• [Task details]: Where in the data below does the word "building" appear? Copy every line that has it.

• [Extracted material]:
☆ ☆ ☆ ☆

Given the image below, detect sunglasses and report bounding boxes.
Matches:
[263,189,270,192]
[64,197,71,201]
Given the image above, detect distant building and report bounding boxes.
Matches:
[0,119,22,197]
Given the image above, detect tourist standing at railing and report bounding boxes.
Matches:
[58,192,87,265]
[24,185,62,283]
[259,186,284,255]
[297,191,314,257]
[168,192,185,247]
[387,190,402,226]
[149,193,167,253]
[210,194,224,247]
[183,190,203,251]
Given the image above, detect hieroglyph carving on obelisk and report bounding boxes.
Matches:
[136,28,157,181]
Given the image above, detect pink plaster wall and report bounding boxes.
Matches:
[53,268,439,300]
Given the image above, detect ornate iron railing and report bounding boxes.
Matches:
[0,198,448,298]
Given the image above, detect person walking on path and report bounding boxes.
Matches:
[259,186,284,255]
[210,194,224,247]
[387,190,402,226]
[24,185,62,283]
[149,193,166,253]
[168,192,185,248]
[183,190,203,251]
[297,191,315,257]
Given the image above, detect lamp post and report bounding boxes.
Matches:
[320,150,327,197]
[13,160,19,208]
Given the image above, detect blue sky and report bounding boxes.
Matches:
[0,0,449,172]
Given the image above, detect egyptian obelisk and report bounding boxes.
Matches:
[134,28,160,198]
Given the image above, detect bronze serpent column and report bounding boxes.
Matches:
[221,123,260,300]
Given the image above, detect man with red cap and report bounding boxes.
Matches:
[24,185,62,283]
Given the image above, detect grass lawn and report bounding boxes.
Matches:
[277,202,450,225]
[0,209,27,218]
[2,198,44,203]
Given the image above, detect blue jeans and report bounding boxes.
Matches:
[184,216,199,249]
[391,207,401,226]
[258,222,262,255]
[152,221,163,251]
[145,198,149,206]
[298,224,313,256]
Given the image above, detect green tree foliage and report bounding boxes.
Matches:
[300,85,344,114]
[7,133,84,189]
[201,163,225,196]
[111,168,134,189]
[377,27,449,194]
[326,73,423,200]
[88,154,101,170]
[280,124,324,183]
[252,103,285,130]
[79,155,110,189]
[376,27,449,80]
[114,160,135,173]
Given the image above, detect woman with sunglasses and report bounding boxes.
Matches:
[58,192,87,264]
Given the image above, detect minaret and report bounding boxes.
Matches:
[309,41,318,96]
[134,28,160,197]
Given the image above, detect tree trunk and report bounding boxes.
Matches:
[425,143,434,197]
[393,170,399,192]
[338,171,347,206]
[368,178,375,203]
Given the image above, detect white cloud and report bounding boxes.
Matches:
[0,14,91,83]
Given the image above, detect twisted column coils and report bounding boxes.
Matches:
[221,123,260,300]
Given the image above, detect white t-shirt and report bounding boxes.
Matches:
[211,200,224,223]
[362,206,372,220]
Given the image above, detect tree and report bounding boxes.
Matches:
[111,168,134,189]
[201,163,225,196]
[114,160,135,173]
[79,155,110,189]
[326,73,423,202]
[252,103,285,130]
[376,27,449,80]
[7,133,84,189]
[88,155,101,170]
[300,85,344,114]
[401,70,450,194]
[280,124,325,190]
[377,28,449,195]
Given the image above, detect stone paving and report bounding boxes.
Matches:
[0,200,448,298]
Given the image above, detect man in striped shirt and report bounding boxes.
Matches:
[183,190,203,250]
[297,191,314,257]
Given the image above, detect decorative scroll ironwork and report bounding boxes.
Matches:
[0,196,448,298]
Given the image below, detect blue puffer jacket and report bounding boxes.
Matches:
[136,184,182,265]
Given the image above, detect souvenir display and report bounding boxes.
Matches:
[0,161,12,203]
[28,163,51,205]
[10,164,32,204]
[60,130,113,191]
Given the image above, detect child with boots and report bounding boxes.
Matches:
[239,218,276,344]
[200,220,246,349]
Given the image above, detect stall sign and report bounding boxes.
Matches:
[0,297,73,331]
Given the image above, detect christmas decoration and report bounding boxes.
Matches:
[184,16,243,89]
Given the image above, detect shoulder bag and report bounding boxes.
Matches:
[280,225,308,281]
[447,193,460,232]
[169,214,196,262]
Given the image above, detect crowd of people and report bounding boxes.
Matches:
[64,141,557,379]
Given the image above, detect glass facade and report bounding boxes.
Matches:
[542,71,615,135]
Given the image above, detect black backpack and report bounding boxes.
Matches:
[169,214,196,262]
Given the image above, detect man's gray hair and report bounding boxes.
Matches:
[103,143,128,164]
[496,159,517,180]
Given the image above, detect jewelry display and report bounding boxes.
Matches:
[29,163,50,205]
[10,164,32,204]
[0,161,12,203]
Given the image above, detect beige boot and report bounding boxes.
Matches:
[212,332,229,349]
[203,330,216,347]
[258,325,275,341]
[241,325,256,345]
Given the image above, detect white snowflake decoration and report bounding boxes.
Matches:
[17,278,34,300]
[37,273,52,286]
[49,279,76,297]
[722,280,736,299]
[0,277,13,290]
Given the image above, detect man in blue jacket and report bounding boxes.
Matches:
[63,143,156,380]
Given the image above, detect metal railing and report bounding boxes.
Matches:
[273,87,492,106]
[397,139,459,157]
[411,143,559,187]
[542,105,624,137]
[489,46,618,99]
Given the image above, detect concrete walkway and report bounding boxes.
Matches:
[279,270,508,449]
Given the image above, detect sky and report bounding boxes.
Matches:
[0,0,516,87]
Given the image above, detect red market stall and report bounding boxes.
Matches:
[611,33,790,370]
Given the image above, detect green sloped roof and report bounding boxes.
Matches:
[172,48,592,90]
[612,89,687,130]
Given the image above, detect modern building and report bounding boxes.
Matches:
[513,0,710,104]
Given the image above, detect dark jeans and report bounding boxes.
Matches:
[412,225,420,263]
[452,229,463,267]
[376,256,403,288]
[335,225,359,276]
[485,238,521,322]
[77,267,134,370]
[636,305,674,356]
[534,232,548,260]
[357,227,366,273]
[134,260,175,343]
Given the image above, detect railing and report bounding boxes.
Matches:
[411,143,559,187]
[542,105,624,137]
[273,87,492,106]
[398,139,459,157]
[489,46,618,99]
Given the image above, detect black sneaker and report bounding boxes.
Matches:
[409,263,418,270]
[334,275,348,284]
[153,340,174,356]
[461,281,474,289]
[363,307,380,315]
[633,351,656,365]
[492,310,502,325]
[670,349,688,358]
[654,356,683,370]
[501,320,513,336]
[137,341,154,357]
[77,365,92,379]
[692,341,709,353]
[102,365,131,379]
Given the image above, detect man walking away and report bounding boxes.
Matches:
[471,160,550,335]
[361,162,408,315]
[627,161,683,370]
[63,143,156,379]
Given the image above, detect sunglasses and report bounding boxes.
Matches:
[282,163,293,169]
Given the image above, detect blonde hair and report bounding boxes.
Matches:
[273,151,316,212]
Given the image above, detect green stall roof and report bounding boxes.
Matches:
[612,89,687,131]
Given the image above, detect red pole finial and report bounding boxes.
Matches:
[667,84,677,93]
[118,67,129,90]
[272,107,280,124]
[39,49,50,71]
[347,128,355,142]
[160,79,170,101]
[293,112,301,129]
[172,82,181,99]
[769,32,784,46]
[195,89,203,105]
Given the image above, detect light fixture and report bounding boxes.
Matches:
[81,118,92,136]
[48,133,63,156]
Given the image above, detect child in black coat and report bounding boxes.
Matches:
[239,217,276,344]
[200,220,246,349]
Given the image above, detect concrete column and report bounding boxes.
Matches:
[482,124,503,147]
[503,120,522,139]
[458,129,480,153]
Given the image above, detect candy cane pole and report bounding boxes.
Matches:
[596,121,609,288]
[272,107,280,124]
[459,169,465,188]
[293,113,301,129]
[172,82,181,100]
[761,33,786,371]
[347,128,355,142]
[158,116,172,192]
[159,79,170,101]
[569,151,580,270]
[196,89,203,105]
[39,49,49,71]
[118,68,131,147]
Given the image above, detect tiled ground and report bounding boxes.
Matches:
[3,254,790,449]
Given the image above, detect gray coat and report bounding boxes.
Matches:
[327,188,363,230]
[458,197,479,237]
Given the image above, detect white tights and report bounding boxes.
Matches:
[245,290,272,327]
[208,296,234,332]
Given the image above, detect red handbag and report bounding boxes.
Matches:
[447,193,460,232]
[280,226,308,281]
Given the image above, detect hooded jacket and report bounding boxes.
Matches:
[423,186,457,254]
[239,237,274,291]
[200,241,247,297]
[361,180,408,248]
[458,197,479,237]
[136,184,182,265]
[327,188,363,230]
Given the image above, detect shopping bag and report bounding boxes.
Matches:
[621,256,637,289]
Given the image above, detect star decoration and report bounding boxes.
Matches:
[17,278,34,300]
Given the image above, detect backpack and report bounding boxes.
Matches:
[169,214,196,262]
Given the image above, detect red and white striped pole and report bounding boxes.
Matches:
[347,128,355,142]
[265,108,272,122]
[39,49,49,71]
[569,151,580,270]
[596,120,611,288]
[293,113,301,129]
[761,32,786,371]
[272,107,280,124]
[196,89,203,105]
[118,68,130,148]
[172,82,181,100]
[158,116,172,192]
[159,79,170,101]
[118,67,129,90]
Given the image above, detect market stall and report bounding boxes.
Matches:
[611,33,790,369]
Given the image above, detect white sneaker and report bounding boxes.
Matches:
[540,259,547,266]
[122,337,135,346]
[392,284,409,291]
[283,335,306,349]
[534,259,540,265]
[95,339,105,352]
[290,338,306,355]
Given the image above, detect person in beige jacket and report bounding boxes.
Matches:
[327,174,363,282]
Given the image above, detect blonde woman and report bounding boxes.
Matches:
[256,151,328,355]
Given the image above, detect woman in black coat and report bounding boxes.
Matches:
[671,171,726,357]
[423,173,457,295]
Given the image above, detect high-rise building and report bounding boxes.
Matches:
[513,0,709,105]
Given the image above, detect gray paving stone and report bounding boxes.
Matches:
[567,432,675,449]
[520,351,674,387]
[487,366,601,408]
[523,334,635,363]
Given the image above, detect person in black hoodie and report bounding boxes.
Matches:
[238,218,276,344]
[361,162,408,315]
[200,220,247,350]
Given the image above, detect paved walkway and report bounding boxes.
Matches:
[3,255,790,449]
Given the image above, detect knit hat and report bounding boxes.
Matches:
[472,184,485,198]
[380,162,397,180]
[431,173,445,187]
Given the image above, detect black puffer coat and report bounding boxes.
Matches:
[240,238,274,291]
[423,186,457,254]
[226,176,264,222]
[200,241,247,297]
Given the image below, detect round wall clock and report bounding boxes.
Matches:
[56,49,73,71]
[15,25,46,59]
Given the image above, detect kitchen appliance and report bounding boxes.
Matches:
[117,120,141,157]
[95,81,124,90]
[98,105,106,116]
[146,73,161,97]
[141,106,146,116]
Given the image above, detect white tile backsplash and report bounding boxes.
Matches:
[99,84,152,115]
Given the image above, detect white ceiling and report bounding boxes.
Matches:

☆ ☆ ☆ ☆

• [Exercise output]:
Given the image above, detect distant building and report bounding boxes.
Given the image above, detect modern building and report bounding boxes.
Given the image above, detect high-rise building and report bounding boxes.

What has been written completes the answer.